[Photo object pointing data]:
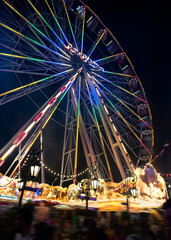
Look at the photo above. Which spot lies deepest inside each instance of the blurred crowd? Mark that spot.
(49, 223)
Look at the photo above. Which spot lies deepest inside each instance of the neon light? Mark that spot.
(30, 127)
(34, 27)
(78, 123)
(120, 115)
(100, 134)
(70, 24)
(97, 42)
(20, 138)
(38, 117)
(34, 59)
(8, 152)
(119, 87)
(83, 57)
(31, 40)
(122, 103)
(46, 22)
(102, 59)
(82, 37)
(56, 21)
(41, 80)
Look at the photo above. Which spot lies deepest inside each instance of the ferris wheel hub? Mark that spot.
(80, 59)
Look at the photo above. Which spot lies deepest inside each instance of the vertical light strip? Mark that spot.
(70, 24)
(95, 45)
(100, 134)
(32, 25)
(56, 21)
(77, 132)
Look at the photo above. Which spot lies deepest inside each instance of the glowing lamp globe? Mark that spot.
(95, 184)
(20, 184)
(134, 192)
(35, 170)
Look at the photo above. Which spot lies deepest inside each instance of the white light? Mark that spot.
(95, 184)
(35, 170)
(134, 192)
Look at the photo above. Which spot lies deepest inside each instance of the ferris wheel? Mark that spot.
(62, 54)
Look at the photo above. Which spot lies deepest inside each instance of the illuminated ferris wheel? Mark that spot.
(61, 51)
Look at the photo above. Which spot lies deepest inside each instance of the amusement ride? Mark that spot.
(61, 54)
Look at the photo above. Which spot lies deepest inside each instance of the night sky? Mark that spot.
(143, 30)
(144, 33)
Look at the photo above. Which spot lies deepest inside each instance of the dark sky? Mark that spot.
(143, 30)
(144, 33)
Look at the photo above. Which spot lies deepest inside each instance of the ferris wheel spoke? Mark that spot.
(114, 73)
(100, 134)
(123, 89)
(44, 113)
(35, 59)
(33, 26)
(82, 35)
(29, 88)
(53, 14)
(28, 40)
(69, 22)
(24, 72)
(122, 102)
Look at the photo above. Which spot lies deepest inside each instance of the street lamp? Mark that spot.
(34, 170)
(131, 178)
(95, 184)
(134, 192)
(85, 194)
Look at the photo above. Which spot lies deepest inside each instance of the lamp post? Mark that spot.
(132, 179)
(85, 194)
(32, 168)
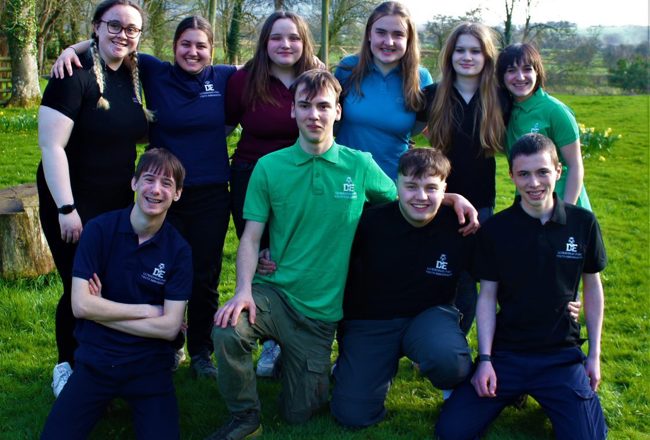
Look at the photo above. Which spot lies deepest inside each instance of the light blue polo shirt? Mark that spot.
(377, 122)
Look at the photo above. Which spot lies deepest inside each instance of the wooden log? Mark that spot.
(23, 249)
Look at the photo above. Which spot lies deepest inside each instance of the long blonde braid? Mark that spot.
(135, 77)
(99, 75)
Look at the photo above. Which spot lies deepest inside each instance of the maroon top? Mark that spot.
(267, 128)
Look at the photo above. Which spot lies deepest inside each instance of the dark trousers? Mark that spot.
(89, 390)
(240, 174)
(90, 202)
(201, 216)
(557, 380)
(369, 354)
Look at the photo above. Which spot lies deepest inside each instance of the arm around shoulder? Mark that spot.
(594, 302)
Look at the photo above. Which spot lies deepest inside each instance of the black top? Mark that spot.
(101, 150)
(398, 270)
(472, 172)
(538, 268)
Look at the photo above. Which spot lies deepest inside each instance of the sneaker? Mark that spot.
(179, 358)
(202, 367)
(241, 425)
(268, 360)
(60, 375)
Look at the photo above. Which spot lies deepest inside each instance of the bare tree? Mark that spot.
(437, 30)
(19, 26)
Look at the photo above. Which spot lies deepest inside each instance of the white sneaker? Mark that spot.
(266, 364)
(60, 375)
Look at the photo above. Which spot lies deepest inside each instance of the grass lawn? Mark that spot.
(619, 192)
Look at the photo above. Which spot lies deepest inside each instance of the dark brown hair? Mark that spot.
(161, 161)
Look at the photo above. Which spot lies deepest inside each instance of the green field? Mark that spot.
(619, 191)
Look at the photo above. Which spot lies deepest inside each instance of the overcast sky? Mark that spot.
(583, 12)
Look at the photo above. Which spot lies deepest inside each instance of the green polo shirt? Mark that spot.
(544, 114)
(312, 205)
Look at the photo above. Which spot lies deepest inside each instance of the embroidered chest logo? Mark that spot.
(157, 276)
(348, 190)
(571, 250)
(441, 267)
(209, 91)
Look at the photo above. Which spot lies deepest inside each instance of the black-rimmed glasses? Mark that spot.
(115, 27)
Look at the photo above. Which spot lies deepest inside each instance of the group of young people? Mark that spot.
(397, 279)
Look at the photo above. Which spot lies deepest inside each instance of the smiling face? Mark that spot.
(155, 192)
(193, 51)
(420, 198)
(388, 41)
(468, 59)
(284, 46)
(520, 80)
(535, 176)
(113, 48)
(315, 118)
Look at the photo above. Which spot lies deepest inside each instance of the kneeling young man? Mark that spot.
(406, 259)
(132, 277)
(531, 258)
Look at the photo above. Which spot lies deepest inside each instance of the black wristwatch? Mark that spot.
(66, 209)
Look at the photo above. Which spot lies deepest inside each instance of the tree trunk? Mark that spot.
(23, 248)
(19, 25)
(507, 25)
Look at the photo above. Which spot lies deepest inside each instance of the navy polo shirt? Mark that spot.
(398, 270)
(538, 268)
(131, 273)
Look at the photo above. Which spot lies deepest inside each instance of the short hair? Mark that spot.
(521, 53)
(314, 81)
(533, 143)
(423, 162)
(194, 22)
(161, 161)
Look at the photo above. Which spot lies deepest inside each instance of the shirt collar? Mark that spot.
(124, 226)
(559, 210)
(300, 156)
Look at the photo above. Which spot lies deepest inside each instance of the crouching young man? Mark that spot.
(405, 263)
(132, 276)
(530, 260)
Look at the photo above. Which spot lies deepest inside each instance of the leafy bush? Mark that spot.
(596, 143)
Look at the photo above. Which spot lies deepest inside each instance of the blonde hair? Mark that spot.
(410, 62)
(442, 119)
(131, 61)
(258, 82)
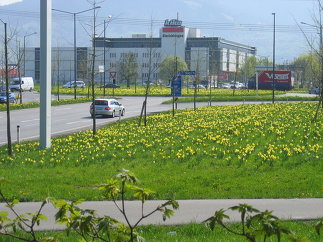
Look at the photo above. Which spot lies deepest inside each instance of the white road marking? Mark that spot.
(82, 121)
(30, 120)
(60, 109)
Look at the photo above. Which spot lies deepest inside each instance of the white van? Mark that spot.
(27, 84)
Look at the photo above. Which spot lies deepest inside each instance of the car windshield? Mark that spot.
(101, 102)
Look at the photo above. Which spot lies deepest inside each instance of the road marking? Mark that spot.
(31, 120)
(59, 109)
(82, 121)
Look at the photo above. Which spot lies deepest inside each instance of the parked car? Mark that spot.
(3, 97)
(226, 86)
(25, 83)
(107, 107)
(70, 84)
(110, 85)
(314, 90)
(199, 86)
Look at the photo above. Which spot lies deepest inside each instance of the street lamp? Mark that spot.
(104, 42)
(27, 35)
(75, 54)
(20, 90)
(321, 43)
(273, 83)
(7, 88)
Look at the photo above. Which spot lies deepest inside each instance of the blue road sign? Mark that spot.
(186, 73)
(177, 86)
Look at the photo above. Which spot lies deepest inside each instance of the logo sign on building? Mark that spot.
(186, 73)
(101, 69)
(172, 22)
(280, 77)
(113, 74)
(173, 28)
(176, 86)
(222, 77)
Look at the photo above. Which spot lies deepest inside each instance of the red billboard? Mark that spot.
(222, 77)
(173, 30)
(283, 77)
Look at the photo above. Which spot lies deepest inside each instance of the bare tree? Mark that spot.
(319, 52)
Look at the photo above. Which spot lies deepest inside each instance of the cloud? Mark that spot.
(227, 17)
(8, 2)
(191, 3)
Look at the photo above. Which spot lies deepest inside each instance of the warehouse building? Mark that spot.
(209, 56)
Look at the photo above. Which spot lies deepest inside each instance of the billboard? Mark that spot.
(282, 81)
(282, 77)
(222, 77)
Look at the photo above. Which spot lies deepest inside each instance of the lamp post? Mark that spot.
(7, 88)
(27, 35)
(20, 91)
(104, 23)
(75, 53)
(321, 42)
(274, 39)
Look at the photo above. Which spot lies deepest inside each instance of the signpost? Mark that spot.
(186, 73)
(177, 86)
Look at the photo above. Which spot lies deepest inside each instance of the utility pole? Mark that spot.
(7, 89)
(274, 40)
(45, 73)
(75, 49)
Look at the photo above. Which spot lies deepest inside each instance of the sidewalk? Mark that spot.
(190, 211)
--
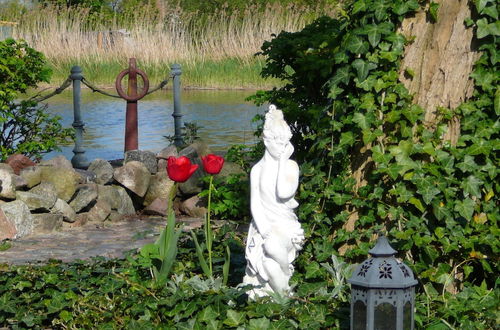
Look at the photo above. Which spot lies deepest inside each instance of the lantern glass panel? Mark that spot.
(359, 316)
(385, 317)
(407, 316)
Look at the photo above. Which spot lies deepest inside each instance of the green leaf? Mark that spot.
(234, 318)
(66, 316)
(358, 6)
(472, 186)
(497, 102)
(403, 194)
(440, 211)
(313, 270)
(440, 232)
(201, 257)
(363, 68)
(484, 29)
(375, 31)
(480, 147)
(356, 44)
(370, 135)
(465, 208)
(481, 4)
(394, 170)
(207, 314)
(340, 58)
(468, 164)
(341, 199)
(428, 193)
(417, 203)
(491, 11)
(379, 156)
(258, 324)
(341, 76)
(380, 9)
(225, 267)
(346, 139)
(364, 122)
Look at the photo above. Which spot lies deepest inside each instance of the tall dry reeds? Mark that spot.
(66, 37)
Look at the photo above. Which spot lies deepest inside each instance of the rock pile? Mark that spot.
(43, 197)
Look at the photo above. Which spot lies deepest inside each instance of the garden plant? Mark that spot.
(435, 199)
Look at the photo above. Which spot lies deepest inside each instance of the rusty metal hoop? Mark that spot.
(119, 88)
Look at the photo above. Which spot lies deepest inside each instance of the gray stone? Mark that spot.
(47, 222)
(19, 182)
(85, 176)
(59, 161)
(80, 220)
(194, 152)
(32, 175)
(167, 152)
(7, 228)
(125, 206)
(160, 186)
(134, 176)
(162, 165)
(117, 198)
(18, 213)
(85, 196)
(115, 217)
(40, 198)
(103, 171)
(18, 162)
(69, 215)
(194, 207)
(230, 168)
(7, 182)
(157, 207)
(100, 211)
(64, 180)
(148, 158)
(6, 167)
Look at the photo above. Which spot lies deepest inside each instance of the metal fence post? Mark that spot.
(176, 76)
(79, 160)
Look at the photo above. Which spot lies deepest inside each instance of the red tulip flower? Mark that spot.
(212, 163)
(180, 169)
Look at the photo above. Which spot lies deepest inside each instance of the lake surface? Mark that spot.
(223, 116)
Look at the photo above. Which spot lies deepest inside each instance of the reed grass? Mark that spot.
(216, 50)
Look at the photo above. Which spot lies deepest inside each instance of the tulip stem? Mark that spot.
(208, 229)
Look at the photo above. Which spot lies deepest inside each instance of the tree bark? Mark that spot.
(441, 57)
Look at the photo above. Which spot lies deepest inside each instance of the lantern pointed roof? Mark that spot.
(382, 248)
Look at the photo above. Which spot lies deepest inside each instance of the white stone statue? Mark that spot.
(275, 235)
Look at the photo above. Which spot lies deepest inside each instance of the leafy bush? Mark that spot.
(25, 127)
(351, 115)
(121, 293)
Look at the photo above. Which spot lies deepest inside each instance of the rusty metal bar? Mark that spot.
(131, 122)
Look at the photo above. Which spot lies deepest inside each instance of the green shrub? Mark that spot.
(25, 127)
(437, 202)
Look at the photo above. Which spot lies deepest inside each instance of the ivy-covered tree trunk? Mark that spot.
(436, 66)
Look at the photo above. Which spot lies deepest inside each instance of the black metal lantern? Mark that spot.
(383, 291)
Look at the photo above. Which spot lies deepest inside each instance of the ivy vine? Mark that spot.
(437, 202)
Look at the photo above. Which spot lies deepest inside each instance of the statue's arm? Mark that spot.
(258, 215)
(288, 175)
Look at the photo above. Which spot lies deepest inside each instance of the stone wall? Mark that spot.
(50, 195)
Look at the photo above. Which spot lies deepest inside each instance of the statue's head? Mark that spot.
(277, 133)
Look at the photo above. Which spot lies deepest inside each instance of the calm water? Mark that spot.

[Work required]: Locate every line in the data above that contains the word "billboard", matching case exactly, and copy each one out in full.

[Answer to this exercise]:
Look at the photo above. Which spot lies deepest inside each instance of the red billboard? Mark that spot.
Look at the photo above. Which spot lies deepest inside each instance of the billboard? Mark that spot.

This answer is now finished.